| Problem |
Nothing but the lines from the one containing "Target: white limestone cliff" to the end of the material should be returned, each exactly as written.

####

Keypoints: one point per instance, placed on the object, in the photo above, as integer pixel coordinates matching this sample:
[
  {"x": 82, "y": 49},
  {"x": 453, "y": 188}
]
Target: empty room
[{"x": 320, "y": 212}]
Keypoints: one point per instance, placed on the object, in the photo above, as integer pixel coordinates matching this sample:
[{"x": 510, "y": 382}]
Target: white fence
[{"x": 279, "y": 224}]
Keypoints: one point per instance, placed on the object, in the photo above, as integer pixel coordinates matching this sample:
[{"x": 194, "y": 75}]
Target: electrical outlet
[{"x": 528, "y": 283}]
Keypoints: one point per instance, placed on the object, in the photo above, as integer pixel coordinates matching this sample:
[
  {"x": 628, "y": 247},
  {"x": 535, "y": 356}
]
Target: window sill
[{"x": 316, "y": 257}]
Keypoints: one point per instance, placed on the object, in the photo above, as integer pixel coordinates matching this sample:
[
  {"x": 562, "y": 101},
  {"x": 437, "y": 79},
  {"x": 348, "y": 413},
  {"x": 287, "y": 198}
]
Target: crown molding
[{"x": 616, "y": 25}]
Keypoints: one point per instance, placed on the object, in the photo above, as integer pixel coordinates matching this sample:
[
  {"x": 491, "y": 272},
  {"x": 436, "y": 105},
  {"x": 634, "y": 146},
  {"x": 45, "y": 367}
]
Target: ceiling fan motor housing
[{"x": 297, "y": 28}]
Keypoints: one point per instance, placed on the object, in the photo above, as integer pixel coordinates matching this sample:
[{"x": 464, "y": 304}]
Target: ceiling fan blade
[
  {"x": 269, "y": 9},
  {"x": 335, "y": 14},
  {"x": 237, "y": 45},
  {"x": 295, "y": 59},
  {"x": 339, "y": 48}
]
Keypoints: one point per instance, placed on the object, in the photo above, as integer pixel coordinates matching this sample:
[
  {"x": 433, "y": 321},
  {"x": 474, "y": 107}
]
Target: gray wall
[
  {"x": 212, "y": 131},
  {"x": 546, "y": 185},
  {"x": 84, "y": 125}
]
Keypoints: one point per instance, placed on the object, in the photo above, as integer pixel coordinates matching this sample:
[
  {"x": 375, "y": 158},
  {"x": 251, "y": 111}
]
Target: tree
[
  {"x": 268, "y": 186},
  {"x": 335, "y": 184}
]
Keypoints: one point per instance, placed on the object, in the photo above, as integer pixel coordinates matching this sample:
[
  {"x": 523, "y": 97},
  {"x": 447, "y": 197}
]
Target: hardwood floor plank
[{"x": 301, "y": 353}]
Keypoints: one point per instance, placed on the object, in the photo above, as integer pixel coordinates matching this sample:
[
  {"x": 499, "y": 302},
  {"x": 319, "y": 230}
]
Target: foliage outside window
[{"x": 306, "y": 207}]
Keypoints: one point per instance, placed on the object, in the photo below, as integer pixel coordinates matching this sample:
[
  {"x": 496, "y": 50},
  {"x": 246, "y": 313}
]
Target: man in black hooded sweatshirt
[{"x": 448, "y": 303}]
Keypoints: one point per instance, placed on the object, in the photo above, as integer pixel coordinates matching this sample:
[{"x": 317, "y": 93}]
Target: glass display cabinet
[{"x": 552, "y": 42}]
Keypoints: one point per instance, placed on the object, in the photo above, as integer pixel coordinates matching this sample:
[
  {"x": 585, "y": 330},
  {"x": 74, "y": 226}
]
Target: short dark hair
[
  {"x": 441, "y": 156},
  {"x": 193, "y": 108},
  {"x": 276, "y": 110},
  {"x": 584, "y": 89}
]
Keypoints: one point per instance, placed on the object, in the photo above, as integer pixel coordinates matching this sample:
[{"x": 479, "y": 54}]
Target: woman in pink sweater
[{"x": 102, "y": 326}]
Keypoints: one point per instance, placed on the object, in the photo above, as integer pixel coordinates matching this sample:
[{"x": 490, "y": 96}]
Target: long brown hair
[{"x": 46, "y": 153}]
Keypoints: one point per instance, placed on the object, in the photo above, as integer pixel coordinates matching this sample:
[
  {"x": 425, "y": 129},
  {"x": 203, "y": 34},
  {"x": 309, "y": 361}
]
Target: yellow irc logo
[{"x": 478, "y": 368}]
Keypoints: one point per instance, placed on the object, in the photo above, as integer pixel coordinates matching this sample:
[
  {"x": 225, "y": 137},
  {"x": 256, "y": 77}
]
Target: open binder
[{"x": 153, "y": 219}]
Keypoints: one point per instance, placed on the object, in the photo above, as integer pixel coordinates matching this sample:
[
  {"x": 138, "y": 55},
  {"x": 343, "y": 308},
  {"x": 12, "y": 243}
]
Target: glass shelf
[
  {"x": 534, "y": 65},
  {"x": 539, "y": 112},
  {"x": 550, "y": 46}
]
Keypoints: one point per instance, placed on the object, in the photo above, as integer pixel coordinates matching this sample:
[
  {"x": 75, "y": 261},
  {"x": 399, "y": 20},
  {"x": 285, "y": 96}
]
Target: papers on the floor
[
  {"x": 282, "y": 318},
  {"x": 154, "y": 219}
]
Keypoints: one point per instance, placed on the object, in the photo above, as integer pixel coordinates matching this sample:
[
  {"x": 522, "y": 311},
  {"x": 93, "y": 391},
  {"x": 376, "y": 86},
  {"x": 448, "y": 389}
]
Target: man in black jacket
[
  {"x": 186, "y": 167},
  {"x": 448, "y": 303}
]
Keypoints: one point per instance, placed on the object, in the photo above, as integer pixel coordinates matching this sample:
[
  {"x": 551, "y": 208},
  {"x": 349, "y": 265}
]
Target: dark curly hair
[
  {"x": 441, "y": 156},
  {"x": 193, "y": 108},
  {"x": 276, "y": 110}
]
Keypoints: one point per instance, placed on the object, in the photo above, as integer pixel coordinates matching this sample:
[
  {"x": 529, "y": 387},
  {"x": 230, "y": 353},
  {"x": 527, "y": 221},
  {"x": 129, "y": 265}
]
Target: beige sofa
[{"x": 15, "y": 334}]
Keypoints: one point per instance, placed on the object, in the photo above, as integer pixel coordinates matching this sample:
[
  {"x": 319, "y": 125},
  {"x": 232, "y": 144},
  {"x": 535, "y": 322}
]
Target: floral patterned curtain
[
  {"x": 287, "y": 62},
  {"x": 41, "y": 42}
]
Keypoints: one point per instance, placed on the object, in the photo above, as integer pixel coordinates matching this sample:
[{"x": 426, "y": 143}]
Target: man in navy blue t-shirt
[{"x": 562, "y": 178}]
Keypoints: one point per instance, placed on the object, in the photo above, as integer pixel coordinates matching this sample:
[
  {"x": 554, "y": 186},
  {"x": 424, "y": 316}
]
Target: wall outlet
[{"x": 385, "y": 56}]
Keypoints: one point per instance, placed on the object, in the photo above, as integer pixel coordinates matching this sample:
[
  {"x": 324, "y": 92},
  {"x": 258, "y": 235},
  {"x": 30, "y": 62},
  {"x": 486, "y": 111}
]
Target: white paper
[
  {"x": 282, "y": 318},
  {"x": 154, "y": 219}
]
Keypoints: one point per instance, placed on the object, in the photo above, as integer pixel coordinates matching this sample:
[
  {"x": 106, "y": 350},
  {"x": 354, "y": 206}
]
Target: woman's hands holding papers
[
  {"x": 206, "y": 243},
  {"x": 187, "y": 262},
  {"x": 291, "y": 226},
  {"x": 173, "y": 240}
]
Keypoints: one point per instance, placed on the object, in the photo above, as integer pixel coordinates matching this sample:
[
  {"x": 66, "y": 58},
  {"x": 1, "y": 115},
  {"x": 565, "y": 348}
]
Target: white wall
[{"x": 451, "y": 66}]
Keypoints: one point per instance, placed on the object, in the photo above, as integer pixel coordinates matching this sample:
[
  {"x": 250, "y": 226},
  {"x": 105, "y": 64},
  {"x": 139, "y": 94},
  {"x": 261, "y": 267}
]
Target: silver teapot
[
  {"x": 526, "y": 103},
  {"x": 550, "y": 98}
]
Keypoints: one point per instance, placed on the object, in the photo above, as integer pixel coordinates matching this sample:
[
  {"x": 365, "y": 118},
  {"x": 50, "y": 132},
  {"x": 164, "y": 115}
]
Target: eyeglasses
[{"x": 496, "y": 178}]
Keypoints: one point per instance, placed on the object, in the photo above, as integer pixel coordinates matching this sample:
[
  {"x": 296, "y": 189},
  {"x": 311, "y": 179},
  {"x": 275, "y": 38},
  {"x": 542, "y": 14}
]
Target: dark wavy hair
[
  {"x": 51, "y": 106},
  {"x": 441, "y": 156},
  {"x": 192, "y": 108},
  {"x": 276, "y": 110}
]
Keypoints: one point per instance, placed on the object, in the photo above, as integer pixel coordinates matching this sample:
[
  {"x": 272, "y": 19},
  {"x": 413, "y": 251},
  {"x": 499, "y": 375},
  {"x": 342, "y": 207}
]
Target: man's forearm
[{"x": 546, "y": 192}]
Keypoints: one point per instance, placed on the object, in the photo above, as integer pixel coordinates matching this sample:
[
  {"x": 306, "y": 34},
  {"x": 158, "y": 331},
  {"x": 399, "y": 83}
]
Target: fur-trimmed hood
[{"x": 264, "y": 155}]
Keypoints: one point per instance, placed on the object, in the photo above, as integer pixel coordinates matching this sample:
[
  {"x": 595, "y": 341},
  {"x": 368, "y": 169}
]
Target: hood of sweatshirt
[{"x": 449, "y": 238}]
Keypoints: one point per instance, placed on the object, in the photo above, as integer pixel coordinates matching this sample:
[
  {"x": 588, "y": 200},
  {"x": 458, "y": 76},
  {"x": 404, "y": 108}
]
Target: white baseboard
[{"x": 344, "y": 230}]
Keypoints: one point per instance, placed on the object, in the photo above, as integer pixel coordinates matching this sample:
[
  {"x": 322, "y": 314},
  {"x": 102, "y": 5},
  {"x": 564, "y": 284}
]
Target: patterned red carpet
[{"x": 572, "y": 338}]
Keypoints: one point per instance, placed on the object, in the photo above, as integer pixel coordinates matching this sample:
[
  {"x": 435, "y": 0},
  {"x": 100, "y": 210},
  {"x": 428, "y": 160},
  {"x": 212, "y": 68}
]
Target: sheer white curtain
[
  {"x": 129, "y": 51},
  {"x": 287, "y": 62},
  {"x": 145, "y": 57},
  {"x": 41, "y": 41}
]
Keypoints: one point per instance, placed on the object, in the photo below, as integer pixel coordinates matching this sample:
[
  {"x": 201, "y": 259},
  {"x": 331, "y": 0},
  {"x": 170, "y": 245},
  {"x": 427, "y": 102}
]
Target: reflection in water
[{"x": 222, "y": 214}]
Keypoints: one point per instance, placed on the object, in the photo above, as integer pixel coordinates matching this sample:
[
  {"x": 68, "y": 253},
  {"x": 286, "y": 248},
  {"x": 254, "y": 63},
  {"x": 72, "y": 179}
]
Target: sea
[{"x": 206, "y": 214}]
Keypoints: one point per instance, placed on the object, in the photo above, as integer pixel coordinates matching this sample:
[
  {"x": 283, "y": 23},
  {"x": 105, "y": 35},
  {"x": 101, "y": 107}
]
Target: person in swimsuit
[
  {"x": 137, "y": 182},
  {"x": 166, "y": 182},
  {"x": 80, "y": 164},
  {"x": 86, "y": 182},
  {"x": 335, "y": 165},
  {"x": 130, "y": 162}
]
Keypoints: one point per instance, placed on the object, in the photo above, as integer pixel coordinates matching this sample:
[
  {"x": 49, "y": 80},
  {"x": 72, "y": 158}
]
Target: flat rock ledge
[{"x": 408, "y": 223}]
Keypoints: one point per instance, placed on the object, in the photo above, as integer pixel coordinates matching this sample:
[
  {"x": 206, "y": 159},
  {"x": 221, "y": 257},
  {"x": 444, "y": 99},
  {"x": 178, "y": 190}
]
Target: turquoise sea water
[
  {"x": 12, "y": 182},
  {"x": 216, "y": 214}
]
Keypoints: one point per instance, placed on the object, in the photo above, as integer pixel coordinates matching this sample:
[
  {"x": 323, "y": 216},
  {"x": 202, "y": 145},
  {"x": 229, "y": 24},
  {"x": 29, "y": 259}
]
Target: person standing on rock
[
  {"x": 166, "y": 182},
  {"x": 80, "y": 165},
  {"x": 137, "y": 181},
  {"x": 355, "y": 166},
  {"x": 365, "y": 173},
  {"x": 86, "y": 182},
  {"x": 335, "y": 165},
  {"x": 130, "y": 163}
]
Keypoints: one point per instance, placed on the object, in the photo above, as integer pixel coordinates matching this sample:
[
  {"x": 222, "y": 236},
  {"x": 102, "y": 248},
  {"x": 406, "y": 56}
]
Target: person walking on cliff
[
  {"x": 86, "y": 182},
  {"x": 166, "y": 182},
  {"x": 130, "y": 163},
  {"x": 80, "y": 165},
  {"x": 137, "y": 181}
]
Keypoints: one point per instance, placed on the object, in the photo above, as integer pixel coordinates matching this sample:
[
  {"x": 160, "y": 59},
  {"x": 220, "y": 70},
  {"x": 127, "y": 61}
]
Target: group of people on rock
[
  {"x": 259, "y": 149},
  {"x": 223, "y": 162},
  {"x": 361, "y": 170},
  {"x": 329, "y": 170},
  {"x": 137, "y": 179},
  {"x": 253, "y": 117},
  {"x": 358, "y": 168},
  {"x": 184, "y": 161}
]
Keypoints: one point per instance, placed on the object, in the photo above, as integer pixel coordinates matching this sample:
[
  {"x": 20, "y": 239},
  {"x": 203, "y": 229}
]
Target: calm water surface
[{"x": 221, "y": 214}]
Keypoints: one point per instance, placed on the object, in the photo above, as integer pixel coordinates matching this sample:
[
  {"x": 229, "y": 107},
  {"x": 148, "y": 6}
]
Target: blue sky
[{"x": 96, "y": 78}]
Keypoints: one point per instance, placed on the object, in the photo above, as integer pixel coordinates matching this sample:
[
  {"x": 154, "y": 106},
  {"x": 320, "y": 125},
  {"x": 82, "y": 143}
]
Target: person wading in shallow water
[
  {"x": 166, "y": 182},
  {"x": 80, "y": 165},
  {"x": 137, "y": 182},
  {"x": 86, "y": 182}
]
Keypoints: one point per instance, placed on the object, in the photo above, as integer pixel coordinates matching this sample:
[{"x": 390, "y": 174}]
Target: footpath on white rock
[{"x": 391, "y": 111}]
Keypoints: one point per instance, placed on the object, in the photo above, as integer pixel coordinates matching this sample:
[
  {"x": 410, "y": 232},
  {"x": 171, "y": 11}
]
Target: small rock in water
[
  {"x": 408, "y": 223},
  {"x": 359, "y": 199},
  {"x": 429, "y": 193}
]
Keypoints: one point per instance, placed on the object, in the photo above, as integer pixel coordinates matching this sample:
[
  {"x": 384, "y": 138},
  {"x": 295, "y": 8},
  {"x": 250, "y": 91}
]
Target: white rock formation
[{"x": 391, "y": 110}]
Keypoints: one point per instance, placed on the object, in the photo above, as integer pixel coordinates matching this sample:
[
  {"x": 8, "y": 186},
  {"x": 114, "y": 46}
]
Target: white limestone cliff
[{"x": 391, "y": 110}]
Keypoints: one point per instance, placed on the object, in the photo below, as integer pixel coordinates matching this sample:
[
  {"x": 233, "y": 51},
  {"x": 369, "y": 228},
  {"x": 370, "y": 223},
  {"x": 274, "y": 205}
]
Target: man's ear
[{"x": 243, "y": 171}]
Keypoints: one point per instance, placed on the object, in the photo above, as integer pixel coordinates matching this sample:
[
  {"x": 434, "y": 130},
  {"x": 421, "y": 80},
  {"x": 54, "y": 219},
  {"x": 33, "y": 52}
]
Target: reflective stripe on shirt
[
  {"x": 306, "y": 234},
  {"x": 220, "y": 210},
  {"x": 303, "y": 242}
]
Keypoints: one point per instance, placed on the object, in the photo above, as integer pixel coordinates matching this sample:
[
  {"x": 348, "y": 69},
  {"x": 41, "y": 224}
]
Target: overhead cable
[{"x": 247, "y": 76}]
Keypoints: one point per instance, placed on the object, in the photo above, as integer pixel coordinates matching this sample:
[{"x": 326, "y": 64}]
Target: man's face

####

| Reply to the task |
Target: white limestone cliff
[{"x": 391, "y": 110}]
Keypoints: one point per instance, placed on the object, in the photo below, as integer pixel coordinates matching this sample:
[
  {"x": 233, "y": 51},
  {"x": 369, "y": 228},
  {"x": 370, "y": 223},
  {"x": 274, "y": 205}
]
Target: man's ear
[{"x": 243, "y": 171}]
Keypoints: one point per instance, placed on the object, in the photo above, as integer pixel coordinates matching this sample:
[
  {"x": 434, "y": 130},
  {"x": 421, "y": 80},
  {"x": 54, "y": 219},
  {"x": 33, "y": 52}
]
Target: reflective stripe on shirt
[
  {"x": 306, "y": 234},
  {"x": 220, "y": 210},
  {"x": 303, "y": 242}
]
Keypoints: one point per instance, placed on the object, in the photo above, as integer pixel coordinates matching this sample:
[
  {"x": 348, "y": 69},
  {"x": 41, "y": 224}
]
Target: overhead cable
[{"x": 247, "y": 76}]
Keypoints: one point per instance, placed on the object, in the photo above, as integer pixel coordinates matching this sample:
[{"x": 326, "y": 64}]
Target: man's face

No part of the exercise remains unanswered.